Tâches à réaliser ->
**a)** Répondez à ces questions à partir du texte sur les cafés chantants du Caire :
(i) À partir de quelle année l'industrie du disque a-t-elle pénétré rapidement en Égypte ?
(ii) Dans quelle rue et dans quel quartier se trouvaient les cabarets malfamés ?
(iii) Pour quelle durée les compositions étaient-elles calibrées ?
**b)** Écrivez la suite du texte sur les cafés chantants du Caire, en reprenant après sa dernière phrase.

ARCHIVES DE LA MUSIQUE ARABE

Les cafés chantants du Caire, vol 1


Jusqu'aux dernières années du XIXE siècle, l'espace musical égyptien se
divisait entre une musique de cour raffinée réservée à une élite,
interprétée par des musiciens prestigieux, et la musique folklorique,
rurale ou citadine, destinée à un large public et produite par des
professionnels souvent anonymes. Si le discours musical des artistes
populaires était clairement plus pauvre que les chef-d'oeuvres produits
par l'école khédiviale, la thématique vivante des chants était la seule
expression artistique des soucis quotidiens d'une population confrontée
à la modernité européenne et à la colonisation. Deux événements
devaient venir transformer cet univers musical : l'apparition de la
scène dans les dernières années du siècle, et la rapide pénétration de
l'industrie du disque à partir de 1903.

Les cafés chantants étaient un phénomène typique du Caire dès la
première partie du XIXE siècle. Autour des jardins à l'anglaise de
l'Azbakiyya (commandés par le Khédive Ismâ'îl), les cafetiers
s'attachaient le service d'un chanteur renommé qui attirait les clients
avec son répertoire de musique savante. Sous l'influence des
cafés-concerts à l'européenne, importés par les communautés étrangères,
et suite à l'ouverture de nombreuses salles de théâtre au Caire à partir
des années 1880, le café chantant ouvert sur l'extérieur se transforma
au tournant du XXe siècle en établissement fermé et payant, dans lequel
un spectacle sur scène, incluant chanteurs, danseuses et divers numéros,
était offert à un public essentiellement masculin. Parfois, une aile
séparée par un voile pudique permettait aux épouses d'hommes aux idées
libérales d'assister incognito au concert d'un grand chanteur.
Naturellement, le répertoire savant était réservé aux établissement
réputés, tandis que des almées de moeurs discutables se produisaient
dans des cabarets malfamés de la rue 'Imad al-Din et du quartier de Rôd
al-Farag.

Le succès des femmes sur la scène et la Popularité de leurs
ritournelles, les "taqâtîq" (singulier taqtûqa), incitèrent les
chanteurs à adopter progressivement ces anciens chants de mariage dont
la verdeur du propos surprenait et tranchait avec les éternelles amours
déçues du répertoire noble. Jouées par des ensembles-takht de qualité,
interprétées par des chanteurs capables d'improvisation, ces pièces
légères finirent par menacer l'édifice pourtant neuf de la musique de
cour. L'industrie du 78 tours, qui avait jusqu'à la première guerre
mondiale enregistré l'ensemble du répertoire savant, poussa les auteurs,
les compositeurs et les chanteurs qu'elle liait par contrat à s'engager
dans la chanson légère. En contrepartie, le niveau musical de la
taqtûqa progressa notablement, et les techniques de chant héritées de
l'école de Hâmûlî furent mises à profit dans cet art naissant de la
"variété" : une musique accessible au plus grand nombre, simple dans son
parcours mélodique comme dans ses textes, mais exécutée par des
professionnels reconnus. Du lendemain de la Grande-Guerre au milieu des
années 30, la taqtûqa régna sans partage sur la scène musicale
égyptienne. Coquine, parfois aux franges (orientales) de la
grivoiserie, la chanson légère provoquait le désespoir des tartufes
bien-pensants et plus légitimement celui des amateurs de chant savant
qui voyaient avec inquiétude se perdre l'art de l'improvisation modale
dans des compositions calibrées pour les six minutes du 78 tours.

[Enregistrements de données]
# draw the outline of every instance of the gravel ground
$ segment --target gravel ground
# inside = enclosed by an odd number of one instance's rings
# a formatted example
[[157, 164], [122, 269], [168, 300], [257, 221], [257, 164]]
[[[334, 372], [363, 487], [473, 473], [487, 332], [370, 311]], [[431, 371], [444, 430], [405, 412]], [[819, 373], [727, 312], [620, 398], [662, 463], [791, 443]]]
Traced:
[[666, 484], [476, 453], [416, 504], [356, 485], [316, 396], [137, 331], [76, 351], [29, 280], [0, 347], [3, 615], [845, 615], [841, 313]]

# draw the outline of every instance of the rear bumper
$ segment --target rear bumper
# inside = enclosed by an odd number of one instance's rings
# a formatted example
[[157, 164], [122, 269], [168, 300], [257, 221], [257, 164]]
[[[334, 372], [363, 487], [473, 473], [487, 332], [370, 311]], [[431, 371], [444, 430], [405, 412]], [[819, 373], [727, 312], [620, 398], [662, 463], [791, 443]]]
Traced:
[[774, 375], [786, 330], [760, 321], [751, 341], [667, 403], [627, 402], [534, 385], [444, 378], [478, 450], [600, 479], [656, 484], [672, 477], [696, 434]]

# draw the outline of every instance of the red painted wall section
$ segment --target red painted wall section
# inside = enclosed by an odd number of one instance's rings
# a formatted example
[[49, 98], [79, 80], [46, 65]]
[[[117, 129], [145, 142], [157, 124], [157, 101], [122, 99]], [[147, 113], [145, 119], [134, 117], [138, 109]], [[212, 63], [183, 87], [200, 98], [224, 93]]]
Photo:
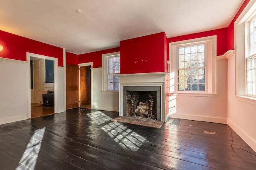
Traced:
[[66, 63], [69, 64], [77, 65], [78, 63], [78, 55], [66, 52]]
[[228, 27], [228, 50], [235, 49], [234, 23], [249, 3], [250, 0], [245, 0]]
[[78, 55], [78, 64], [92, 62], [93, 68], [102, 67], [102, 55], [120, 51], [119, 47]]
[[223, 55], [228, 51], [227, 28], [169, 38], [167, 41], [169, 43], [173, 42], [215, 35], [217, 35], [217, 55]]
[[0, 30], [0, 45], [4, 49], [0, 57], [26, 61], [26, 52], [58, 59], [58, 66], [63, 66], [62, 49]]
[[164, 33], [164, 71], [168, 71], [168, 64], [167, 61], [169, 60], [169, 47], [168, 47], [168, 43], [167, 42], [167, 37]]
[[165, 36], [161, 32], [120, 41], [120, 74], [164, 72]]

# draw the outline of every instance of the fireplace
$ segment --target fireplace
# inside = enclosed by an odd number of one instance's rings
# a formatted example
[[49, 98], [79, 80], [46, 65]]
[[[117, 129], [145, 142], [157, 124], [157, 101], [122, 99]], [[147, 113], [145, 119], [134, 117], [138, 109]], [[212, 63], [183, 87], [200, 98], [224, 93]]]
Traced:
[[160, 92], [160, 86], [123, 86], [123, 116], [161, 120]]
[[165, 122], [168, 73], [120, 75], [119, 115]]

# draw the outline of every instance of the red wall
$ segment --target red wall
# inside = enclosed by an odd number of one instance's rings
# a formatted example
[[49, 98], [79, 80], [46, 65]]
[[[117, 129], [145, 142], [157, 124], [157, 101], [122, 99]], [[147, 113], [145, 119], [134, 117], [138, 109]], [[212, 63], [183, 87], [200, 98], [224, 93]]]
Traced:
[[165, 71], [164, 32], [120, 41], [120, 73]]
[[78, 63], [78, 55], [66, 52], [66, 63], [69, 64], [77, 65]]
[[246, 6], [250, 0], [245, 0], [228, 27], [228, 50], [235, 49], [234, 23]]
[[120, 51], [119, 47], [78, 55], [78, 64], [93, 62], [93, 68], [102, 67], [102, 55]]
[[217, 55], [222, 55], [228, 51], [227, 34], [227, 29], [225, 28], [169, 38], [167, 41], [168, 43], [169, 43], [180, 41], [217, 35]]
[[26, 52], [58, 59], [58, 66], [63, 66], [62, 49], [0, 30], [0, 45], [4, 49], [0, 57], [26, 61]]

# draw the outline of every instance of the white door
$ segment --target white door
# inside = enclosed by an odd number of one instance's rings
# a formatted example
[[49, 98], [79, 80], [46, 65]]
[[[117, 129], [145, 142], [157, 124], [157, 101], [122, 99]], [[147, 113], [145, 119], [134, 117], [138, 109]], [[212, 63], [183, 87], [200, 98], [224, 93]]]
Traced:
[[34, 61], [34, 102], [42, 104], [42, 94], [46, 93], [44, 88], [45, 65], [44, 60]]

Réponses par tâche ->
**a)**
(i) À partir de 1903.
(ii) Dans la rue 'Imad al-Din et le quartier de Rôd al-Farag.
(iii) Pour les six minutes du 78 tours.

**b)**
La taqtuqa ancienne (celle des almées et des mariages) est souvent
composée d'un refrain et d'une multitude de couplets en langue
dialectale archaïque, formés d'un ou deux vers sur une mélodie simpliste
et de faible amplitude. Le 78 tours mena à un produit standardisé loin
du modèle initial : la pièce s'ouvre par un refrain placé sur une longue
phrase mélodique, chanté par un mutrib éventuellement accompagné du
choeur des madhhabgeyya. Suivent quatre ou cinq couplets en dialecte
cairote moderne, chantés en solo. Chaque couplet se déroule sur une
même mélodie, distincte de celle du refrain. Usuellement sur le rythme
wahda (4/4), la pièce est parfois traversée de sections syncopées en
maqsûm.

Si les pièces des années 20 ne réclament pas, dans leur exécution une
créativité interprétative, notons qu'elles exigent une tessiture et une
justesse sans rapport avec les naïves ritournelles d‚antan. Les
variations mélodiques de la musique savante sont remplacées par des
pirouettes ornementales. seul espace de virtuosité laissé au chanteur.
L'introduction de mélodies différentes dans chaque couplet n'apparut que
dans les années 30 et devait marquer le passage de l'ère de la taqtûqa à
celle de la chanson de variété moderne.
Au delà de mélodies simples mais touchantes, de voix parfois sublimes,
ce sont surtout les textes qui font de la taqtûqa d'après-guerre un
phénomène unique dans l'histoire de la musique égyptienne. Trop souvent
décriés pour leur bancalité ou leur inconvenance, ce sont des
témoignages irremplaçables sur les interrogations d'une société en
pleine évolution et qui exprime son désir, sa sexualité, ses débats sur
le rôle de la femme. Le triomphe de la variété sentimentale dans les
années 30 signifia la fin de cette irruption du social dans la chanson.


ABD AL-LATIF AL-BANNA (1884-1969)

Bulbul Misr (le Rossignol de l'Egypte)

Amir al-mughanniyin (Prince des Chanteurs).Abd el Latif al-Bannâ fut
durant les année 20 la coqueluche du Caire. Paysan. né dans la région de
Shabrâkhît, il commença une classique carrière de munshid (hymnode) et
de lecteur du Coran en tentant sa chance dans la capitale en 1908. A la
veille de la guerre, il abandonna caftan et turban pour s'installer
comme chanteur, accompagné d'un takht, exploitant dans le domaine
profane le succès que lui avait valu sa voix aiguë aux intonations
féminines. Formé à l'école savante, il devint le fleuron de la
compagnie Baidaphon dans les années 20. Voyant le profit qu'elle
pouvait tirer de sa voix, la firme l'orienta vers le répertoire léger.
Seul chanteur n'arborant pas les réglementaires moustaches, il
interprétait des textes composés au féminin dans lesquels il se
présentait comme une coquette séduisant les hommes sans vergogne. Ses
contemporains se souviennent des mimiques équivoques qui accompagnaient
ces polissonneries, qui le placent à mi-chemin entre Mayol et le
souvenir des chanteurs mukhannathîn (efféminés) de l'ère abbasside.
Quittant le premier rang des célébrités médiatiques dans les années 30,
il continua une carrière de chanteur pour mariages avant de rentrer dans
son village en 1939 et de se marier, à la surprise générale. Il ne
devait revenir au Caire qu'épisodiquement, au début des années 60, de
nouveau vêtu du caftan et du turban, prêtant sa voix à des ensembles
religieux. Il mourut oublié dans son village, en 1969.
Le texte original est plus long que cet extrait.